* Directives *
A. According to the Bandcamp roundup of essential releases, in which city is the band American Culture based?
B. Revise a part of the Bandcamp roundup, beginning at the words "ESSENTIAL RELEASES This" and stopping after "need to hear.", with "weekly" replaced by "monthly".
C. Write what comes next in the Bandcamp roundup of essential releases, continuing from its final sentence.

* Passage shown *
ESSENTIAL RELEASES This Week’s Essential Releases: Hyperpop, Detroit Hip-Hop, Indie Rock and More By Bandcamp Daily Staff · March 19, 2021

Welcome to Essential Releases, our weekly roundup of the albums that we can’t stop playing, and that we think you need to hear.

American Culture
For My Animals

Merch for this release:
Vinyl LP, Cassette

“I’m just trying to be better for my animals and my friends,” sings Chris Adolf on the catchy title track of long-running Denver band American Culture’s latest record, For My Animals, an amiable yet adventurous trip through all the best bits of indie rock America ever had to offer. The group has been around long enough to have cycled through many of those bits firsthand, so it’s little wonder they do them so well and so thoroughly, without the stylistic changes ever feeling disjointed. American Culture inherently understands they’re all part of one long story told in a series of forgotten 7-inches and moldering cassettes stacked in the corner of a small town record store or your parents’ basement. For My Animals is very much a song-oriented record in that each track is a self-contained world of sound. Some of them are scuzzy and lo-fi (“Drug Dealer’s House”), others are more jangly in that unmistakable Athens style (“Pedals”), and some are even a little more sparkly and new wave-y (“Horoscopes.”) “It’s cool to be nobody,” goes final track “Natural Violence,” and with music that celebrates the poignant achievements of American indie rock’s never-weres, one is hard-pressed to disagree.

* Raw data *
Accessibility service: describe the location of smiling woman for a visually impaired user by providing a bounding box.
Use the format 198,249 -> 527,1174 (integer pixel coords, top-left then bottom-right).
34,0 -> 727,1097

* Expected answers *
A. Denver.

B.
ESSENTIAL RELEASES This Week’s Essential Releases: Hyperpop, Detroit Hip-Hop, Indie Rock and More By Bandcamp Daily Staff · March 19, 2021

Welcome to Essential Releases, our monthly roundup of the albums that we can’t stop playing, and that we think you need to hear.

C.
Mariana Timony

April + VISTA
Pit of My Dreams

Merch for this release:
Vinyl LP

The DC-based electronic duo made up of singer April George and producer Matthew Thompson returns with an immersive listening experience. Their latest album, Pit of My Dreams, is the follow-up to their 2018 album You Are Here. Pit of My Dreams begins with the dreamy “Cooperators” which is melded together with sweeping violin strings by George and delicate and dark synths by Thompson. The lead single “Every Void” was inspired by sleep paralysis and pairs hypnotic strings and George’s dulcet voice with a looming melody. The album ends with the hazy “22degreehalo” which sounds like a breath of fresh air. April + VISTA are known for their rich, textured soundscapes and Pit of My Dreams delivers that and more. Pit of My Dreams brings listeners into a dark and lush musical world that is well worth the visit.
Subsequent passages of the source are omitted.